[読解テキスト]

彼の公式サイト(英文)では、以下のように紹介されている。

Adam W. Brownは国際的に認知されたコンセプチュアルアーティストであり、その作品には、生物と生体システム・ロボット工学・分子化学・新興テクノロジーを含む、芸術と科学の融合が組み込まれています。

彼の創造的研究は、さまざまな思考モデルを分解および結合し、異なる学問分野を統合するためのフレームワークを提供する哲学「インターメディア」をその背景として、新たな形の研究と創作活動を確立しています。

http://adamwbrown.net/」より(訳・INVIVO)


公式サイトに掲載されているポートフォリオを見ると、
1939年に精神医学者ヴィルヘルム・ライヒが発見したとする生命エネルギー「オルゴン」をモチーフにした初期作品『Bion』をはじめ、生命の起源に関する最初の実験とされる「ミラーの実験」(1953年)の"続き"に挑戦した『Origins of Life: Experiment #1.x』、「賢者の石(=金属)」の生成を目指した錬金術をこれまた微生物学の観点から捉え直した『The Great Work of the Metal Lover』といった作品が並ぶ。

[抽出された記録]
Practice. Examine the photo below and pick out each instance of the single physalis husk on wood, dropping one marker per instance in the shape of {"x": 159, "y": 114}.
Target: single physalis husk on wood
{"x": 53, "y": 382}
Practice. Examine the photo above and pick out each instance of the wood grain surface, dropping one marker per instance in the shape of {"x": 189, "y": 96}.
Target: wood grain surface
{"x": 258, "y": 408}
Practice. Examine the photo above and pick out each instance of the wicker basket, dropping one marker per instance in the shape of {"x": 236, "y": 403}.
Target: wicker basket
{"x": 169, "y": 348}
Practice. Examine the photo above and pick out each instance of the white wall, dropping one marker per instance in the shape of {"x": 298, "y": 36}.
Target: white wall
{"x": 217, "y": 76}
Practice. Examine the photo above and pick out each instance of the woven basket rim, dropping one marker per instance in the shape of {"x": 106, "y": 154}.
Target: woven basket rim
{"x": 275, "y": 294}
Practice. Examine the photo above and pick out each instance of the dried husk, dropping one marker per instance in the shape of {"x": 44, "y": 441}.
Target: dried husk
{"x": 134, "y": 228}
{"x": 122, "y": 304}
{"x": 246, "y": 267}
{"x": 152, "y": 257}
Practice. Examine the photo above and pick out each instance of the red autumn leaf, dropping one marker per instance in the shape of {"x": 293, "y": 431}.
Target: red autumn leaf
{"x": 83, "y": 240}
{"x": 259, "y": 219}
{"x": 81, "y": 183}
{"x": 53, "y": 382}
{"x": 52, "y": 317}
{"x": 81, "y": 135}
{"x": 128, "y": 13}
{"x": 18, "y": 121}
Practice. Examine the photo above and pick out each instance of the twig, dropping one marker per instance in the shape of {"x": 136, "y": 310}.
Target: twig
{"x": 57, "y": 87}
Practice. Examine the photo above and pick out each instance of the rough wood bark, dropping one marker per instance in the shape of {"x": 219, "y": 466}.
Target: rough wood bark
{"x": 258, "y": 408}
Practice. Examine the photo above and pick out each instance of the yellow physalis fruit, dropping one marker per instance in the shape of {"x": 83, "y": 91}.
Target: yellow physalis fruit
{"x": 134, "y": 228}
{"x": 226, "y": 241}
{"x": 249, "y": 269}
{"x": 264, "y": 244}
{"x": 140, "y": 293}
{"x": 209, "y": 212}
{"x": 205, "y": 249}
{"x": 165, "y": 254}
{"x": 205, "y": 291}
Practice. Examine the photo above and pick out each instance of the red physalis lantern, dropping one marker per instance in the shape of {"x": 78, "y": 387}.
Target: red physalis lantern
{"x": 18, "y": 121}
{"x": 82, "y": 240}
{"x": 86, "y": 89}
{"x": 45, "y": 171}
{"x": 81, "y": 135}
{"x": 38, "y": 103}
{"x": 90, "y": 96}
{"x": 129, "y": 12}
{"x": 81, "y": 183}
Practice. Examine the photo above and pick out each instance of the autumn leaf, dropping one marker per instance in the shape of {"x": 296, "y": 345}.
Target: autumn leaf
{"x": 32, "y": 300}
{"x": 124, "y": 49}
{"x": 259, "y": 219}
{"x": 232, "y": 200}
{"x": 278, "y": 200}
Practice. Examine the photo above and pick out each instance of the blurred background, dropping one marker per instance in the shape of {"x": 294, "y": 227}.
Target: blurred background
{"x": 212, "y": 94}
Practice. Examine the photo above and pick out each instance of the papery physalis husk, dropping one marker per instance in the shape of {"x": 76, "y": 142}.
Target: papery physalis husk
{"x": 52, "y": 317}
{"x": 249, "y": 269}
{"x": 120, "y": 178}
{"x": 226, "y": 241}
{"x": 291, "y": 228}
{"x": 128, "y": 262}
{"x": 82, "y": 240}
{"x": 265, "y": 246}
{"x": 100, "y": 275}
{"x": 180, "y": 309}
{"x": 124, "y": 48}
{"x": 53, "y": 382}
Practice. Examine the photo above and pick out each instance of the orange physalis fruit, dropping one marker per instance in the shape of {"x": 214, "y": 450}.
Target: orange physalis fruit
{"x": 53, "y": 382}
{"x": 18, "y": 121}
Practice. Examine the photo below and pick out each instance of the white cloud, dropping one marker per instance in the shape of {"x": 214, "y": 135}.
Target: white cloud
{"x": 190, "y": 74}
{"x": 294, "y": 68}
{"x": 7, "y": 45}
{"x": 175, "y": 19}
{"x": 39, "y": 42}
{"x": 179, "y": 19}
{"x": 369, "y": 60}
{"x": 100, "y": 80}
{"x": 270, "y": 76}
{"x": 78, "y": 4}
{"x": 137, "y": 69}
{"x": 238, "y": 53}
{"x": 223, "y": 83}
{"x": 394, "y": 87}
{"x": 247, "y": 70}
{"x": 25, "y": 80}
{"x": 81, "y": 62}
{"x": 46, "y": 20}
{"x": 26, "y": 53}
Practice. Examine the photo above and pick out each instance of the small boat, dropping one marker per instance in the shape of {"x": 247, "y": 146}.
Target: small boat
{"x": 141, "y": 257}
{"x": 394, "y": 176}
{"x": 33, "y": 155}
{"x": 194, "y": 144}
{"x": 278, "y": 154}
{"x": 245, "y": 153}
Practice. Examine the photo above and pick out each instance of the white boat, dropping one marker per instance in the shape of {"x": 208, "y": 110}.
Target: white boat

[作業一覧]
**a)** Adam W. Brownに関する読解テキストでは、生命の起源に関する最初の実験とされる「ミラーの実験」は何年のものとされていますか。
**b)** Adam W. Brownに関する読解テキストの続きを書いてください。
記録は読解テキストとは別の資料です。

[各作業の回答]
**a)** 1953年です。

**b)**
こうした作品群からも、歴史的なトピックと最新テクノロジーを掛け合わせることで、「私たち=生命はなぜここにいるのか。どのようにしてここにきたのか。」を観た者に考えさせることを、一貫したテーマとしていることがわかる。

そうしたテーマに興味がある方には、Adam W. Brownは深い問いを投げかけてくれる良い先生のひとりかもしれない。

 

最後に

筆者(INVIVO)は無宗教な人間ではあるが、Adam W. Brownの作品を知って、生命の起源の意味を再検討することや、ある種の神話を科学的な実験が置き換えることについて思考を巡らすことは興味深いと感じたし、今後も彼の作品をウォッチして、彼の繰り出す「問い」に対する(自分なりの)答えを思考したいと思った。

 興味が湧いた勢いで、キリスト教の教派ごとの科学的なトピック(たとえば進化論)に対する解釈の違いなどを調べはじめてしまった。そこから派生して、果てはトランプの絵札のモデルまで検索してしまったのだから、「ひとつのことを掘り下げてみる」ということは怖いものである。

でも、掘り下げることを「やってみる」ことで、ここまで世界が広がったのだから、やはり「0より1のほうがいい」よね、と思ったのだった。

そんなところで、本ブログの第1回の記事を終えようと思う。

0より1のほうがいい。
モノやコトのまとめ・紹介ブログ「INVIVO」

今後ともよろしくお願いいたします。